__Work task__
For every entry that follows, return an identical copy.

__Excerpted records__
- Opening Delimiter -

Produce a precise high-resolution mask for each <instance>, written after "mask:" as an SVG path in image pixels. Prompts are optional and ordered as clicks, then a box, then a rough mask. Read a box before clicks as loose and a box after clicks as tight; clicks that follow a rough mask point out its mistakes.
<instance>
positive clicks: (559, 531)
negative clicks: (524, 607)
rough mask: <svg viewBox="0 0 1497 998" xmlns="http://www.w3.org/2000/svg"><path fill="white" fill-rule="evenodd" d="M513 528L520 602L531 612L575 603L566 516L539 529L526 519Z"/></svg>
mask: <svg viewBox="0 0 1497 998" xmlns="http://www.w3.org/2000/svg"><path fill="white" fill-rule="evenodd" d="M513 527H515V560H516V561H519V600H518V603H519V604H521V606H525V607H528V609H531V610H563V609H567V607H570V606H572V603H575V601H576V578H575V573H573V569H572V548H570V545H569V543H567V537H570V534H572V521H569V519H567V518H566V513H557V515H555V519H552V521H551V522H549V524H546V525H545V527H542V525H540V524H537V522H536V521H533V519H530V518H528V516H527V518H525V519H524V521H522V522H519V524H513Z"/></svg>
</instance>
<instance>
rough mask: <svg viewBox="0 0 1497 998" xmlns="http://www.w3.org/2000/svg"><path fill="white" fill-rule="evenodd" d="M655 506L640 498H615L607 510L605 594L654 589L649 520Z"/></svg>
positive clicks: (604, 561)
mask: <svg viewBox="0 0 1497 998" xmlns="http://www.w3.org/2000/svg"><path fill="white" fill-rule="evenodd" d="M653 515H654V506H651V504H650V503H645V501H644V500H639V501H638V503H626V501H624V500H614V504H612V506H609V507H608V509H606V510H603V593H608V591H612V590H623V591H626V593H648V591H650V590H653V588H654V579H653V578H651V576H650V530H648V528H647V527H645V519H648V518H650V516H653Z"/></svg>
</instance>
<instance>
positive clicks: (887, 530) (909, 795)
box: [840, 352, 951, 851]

- Closing Delimiter -

__Exercise result__
Produce a precise high-resolution mask for each <instance>, written after "mask:" as an SVG path in image pixels. Prompts are optional and ordered as clicks, then a box, then a rough mask. Read a box before clicks as loose and a box after clicks as tight; clicks that follow a rough mask point out its mistakes.
<instance>
positive clicks: (559, 531)
negative clicks: (524, 607)
rough mask: <svg viewBox="0 0 1497 998" xmlns="http://www.w3.org/2000/svg"><path fill="white" fill-rule="evenodd" d="M513 528L520 602L531 612L575 603L566 516L539 529L526 519Z"/></svg>
mask: <svg viewBox="0 0 1497 998" xmlns="http://www.w3.org/2000/svg"><path fill="white" fill-rule="evenodd" d="M513 527H515V560H516V561H519V600H518V603H519V604H521V606H525V607H528V609H531V610H563V609H567V607H570V606H572V603H575V601H576V578H575V573H573V569H572V548H570V545H569V543H567V537H570V534H572V521H569V519H567V518H566V513H557V515H555V519H552V521H551V522H549V524H546V525H545V527H542V525H540V524H537V522H536V521H533V519H530V518H528V516H527V518H525V519H524V521H522V522H519V524H513Z"/></svg>
</instance>
<instance>
rough mask: <svg viewBox="0 0 1497 998" xmlns="http://www.w3.org/2000/svg"><path fill="white" fill-rule="evenodd" d="M655 506L640 498H615L607 510L605 594L654 589L649 520Z"/></svg>
positive clicks: (604, 561)
mask: <svg viewBox="0 0 1497 998" xmlns="http://www.w3.org/2000/svg"><path fill="white" fill-rule="evenodd" d="M653 515H654V506H651V504H650V503H645V501H644V500H639V501H638V503H626V501H624V500H614V504H612V506H609V507H608V509H606V510H603V593H608V591H612V590H623V591H626V593H648V591H650V590H653V588H654V579H653V578H651V576H650V530H648V528H647V527H645V519H648V518H650V516H653Z"/></svg>
</instance>
<instance>
positive clicks: (887, 530) (909, 795)
box: [840, 352, 951, 851]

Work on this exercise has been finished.